- **Problem**
With the line containing "the white table" as the starting point, output every line of the data below through its final line, character for character.

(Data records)

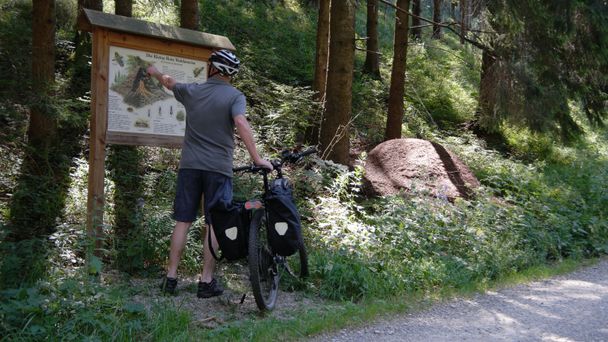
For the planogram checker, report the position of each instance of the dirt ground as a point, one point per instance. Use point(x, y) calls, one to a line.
point(236, 303)
point(415, 165)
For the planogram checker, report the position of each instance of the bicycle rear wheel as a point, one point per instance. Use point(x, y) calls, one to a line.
point(263, 271)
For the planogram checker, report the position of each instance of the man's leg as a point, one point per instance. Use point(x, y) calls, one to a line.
point(178, 242)
point(209, 260)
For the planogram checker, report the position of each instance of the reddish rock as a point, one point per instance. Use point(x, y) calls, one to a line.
point(415, 165)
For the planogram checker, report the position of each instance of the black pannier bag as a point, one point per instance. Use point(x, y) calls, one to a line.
point(231, 226)
point(284, 228)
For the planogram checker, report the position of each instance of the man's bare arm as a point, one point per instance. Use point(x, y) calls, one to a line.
point(164, 79)
point(246, 134)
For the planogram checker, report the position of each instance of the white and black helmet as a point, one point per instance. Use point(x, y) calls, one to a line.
point(225, 62)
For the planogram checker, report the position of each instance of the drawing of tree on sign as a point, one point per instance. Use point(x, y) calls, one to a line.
point(136, 88)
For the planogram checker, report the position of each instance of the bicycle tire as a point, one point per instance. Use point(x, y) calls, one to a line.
point(263, 272)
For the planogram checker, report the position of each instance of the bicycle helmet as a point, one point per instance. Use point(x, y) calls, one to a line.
point(225, 62)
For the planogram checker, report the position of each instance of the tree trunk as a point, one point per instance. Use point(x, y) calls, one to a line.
point(321, 59)
point(372, 59)
point(126, 164)
point(436, 19)
point(82, 22)
point(124, 7)
point(189, 14)
point(33, 211)
point(416, 29)
point(336, 116)
point(36, 202)
point(395, 100)
point(486, 118)
point(463, 20)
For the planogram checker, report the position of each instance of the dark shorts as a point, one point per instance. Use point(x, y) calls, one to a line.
point(191, 185)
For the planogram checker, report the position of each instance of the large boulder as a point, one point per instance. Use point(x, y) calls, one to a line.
point(415, 165)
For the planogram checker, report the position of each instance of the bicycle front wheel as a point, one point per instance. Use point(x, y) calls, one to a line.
point(263, 271)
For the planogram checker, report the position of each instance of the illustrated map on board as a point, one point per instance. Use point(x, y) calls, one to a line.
point(140, 104)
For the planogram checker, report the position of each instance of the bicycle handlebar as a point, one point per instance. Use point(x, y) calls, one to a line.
point(286, 157)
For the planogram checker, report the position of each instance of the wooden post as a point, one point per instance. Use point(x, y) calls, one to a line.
point(161, 42)
point(97, 139)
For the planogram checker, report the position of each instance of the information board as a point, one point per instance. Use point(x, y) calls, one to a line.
point(140, 104)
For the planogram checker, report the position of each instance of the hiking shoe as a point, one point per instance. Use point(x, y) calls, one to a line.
point(207, 290)
point(169, 285)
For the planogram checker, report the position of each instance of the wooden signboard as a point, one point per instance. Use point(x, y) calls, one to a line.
point(129, 108)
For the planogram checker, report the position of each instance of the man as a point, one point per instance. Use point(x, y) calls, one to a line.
point(213, 110)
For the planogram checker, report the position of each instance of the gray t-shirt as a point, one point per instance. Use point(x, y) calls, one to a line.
point(209, 138)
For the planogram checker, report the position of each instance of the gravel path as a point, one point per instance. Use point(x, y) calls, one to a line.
point(572, 307)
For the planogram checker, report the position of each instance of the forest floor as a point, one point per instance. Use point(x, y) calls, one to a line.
point(571, 307)
point(235, 304)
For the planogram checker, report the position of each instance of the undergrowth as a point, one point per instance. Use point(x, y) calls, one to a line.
point(538, 203)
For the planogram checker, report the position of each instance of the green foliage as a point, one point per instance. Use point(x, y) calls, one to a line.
point(77, 308)
point(539, 67)
point(442, 83)
point(253, 28)
point(279, 113)
point(523, 216)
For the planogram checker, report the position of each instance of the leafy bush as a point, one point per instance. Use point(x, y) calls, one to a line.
point(522, 216)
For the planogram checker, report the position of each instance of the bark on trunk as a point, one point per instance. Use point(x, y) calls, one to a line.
point(321, 59)
point(82, 22)
point(336, 117)
point(487, 92)
point(463, 20)
point(189, 14)
point(34, 206)
point(416, 30)
point(372, 58)
point(395, 101)
point(436, 19)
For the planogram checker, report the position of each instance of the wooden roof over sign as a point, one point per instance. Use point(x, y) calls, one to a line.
point(146, 28)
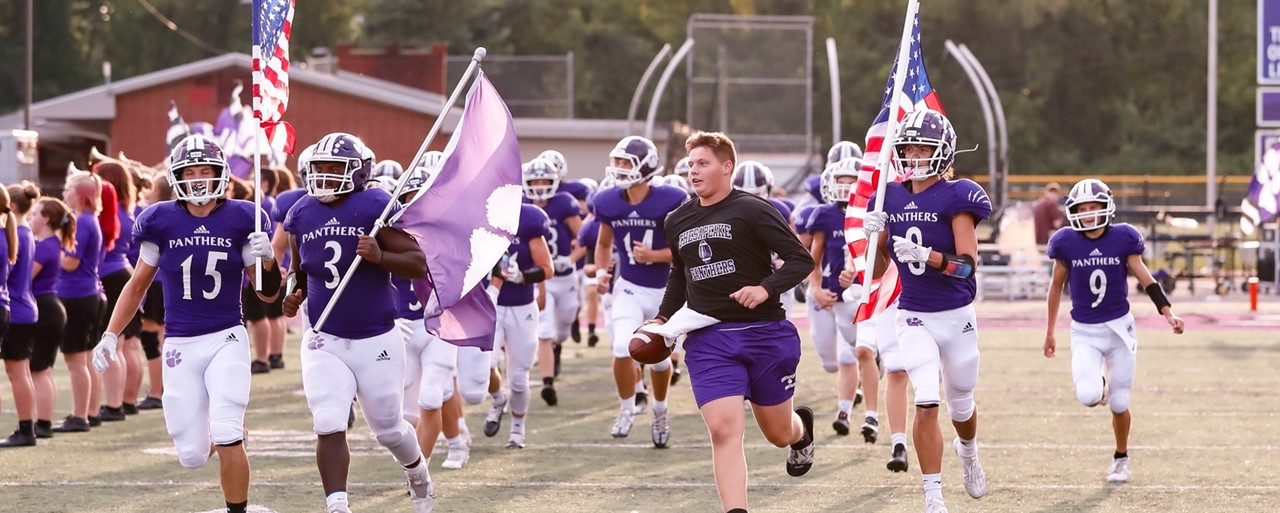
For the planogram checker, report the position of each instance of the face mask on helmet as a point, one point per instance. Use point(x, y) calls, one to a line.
point(833, 188)
point(753, 178)
point(1086, 192)
point(924, 128)
point(640, 154)
point(341, 164)
point(197, 151)
point(545, 175)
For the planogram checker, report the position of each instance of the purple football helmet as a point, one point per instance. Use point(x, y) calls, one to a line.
point(842, 150)
point(924, 127)
point(357, 166)
point(192, 151)
point(753, 178)
point(643, 156)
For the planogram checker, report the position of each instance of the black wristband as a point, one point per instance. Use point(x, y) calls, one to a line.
point(534, 275)
point(1157, 296)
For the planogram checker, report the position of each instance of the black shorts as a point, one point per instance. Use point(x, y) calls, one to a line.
point(252, 307)
point(83, 323)
point(114, 285)
point(152, 306)
point(49, 331)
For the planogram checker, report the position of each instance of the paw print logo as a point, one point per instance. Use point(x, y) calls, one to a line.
point(172, 358)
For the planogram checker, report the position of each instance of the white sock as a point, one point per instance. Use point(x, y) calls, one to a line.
point(336, 498)
point(932, 485)
point(659, 406)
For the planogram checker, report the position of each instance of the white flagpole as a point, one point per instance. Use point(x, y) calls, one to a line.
point(913, 7)
point(400, 184)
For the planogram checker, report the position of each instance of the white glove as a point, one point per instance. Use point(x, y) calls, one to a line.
point(874, 223)
point(104, 349)
point(562, 264)
point(260, 246)
point(910, 252)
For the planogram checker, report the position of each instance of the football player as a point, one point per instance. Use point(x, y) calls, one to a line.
point(1096, 257)
point(631, 224)
point(927, 228)
point(357, 352)
point(201, 243)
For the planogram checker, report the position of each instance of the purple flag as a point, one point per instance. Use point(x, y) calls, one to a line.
point(467, 218)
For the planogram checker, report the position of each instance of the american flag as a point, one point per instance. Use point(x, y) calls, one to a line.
point(273, 21)
point(915, 92)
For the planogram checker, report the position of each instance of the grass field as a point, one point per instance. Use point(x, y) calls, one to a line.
point(1205, 438)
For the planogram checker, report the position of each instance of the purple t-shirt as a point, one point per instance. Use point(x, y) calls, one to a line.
point(83, 280)
point(533, 224)
point(924, 218)
point(201, 264)
point(22, 302)
point(639, 223)
point(830, 220)
point(115, 259)
point(1097, 270)
point(49, 255)
point(560, 241)
point(327, 236)
point(406, 301)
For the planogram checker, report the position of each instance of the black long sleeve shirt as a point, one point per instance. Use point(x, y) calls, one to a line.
point(720, 248)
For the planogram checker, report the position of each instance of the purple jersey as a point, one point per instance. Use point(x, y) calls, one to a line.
point(118, 257)
point(533, 224)
point(639, 224)
point(1097, 270)
point(83, 280)
point(924, 219)
point(22, 302)
point(560, 209)
point(406, 301)
point(327, 237)
point(830, 221)
point(201, 262)
point(49, 255)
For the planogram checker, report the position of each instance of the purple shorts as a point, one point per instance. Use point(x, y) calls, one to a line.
point(754, 360)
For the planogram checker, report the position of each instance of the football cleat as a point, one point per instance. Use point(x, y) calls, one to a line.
point(622, 425)
point(974, 477)
point(841, 424)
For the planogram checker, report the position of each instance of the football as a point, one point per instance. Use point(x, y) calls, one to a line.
point(648, 348)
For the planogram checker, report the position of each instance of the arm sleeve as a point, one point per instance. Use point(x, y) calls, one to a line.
point(676, 292)
point(796, 261)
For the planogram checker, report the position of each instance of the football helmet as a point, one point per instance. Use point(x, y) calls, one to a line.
point(557, 160)
point(924, 127)
point(192, 151)
point(682, 168)
point(1089, 191)
point(539, 169)
point(643, 156)
point(842, 150)
point(753, 178)
point(357, 165)
point(832, 189)
point(387, 168)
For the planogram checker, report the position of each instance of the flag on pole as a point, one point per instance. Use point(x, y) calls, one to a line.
point(915, 92)
point(466, 219)
point(273, 21)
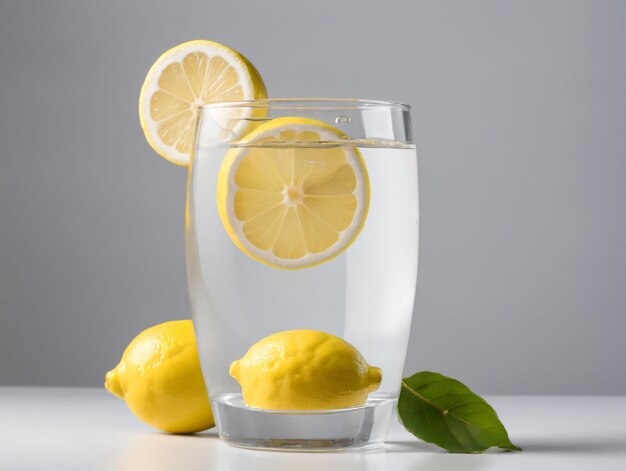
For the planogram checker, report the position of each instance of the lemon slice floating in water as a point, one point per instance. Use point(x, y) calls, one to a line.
point(286, 200)
point(184, 78)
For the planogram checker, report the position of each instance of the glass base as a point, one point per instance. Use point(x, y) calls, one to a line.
point(355, 428)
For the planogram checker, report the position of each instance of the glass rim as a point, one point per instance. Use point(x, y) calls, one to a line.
point(309, 104)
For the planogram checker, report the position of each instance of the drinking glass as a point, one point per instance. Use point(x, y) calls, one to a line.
point(364, 294)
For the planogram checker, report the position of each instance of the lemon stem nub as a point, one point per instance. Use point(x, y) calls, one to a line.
point(375, 376)
point(112, 384)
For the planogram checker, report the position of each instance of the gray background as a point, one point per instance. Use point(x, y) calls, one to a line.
point(519, 114)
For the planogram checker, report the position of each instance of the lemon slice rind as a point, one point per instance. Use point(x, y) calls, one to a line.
point(249, 79)
point(227, 189)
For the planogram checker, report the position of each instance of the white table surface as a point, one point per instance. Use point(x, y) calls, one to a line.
point(82, 429)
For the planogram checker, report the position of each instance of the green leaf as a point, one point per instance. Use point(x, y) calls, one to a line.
point(444, 411)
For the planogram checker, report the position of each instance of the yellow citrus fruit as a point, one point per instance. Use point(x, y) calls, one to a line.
point(159, 377)
point(304, 370)
point(184, 78)
point(289, 202)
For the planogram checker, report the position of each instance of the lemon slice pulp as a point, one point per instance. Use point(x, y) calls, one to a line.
point(289, 202)
point(184, 78)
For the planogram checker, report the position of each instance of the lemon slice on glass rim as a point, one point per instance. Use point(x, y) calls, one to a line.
point(182, 80)
point(289, 202)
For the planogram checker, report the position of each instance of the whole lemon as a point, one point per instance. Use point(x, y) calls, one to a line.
point(160, 379)
point(304, 370)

- **Exercise result**
For the planogram checker, report the position of each instance of the white table surface as a point, one point per instance. Use point(x, y) calls, one to a line.
point(82, 429)
For the planogram checker, report the position of each instance of the green leaf as a point, one point per instance. Use point(x, y) calls, one to a line.
point(444, 411)
For the planogram checker, report the position of each instance of the yellow citrus fruit as a point, one point per instance. Use point(x, y) calls, one to a line.
point(159, 377)
point(304, 370)
point(184, 78)
point(289, 202)
For the planogram checker, report the position of each instance of the lemon slice pulp as a point, one point per instance. Use point(x, y) calls, one to a line.
point(289, 202)
point(184, 78)
For the planogram checker, report the position of each instance of the lemon slice on glass rim as a point, one point per instance. Use point(x, y) calls, one to a line.
point(182, 80)
point(289, 202)
For the planogram checker, report the position of each instance of the whole lemon as a point, one point per instance. Use point(x, y) calls, one to a line.
point(160, 379)
point(304, 370)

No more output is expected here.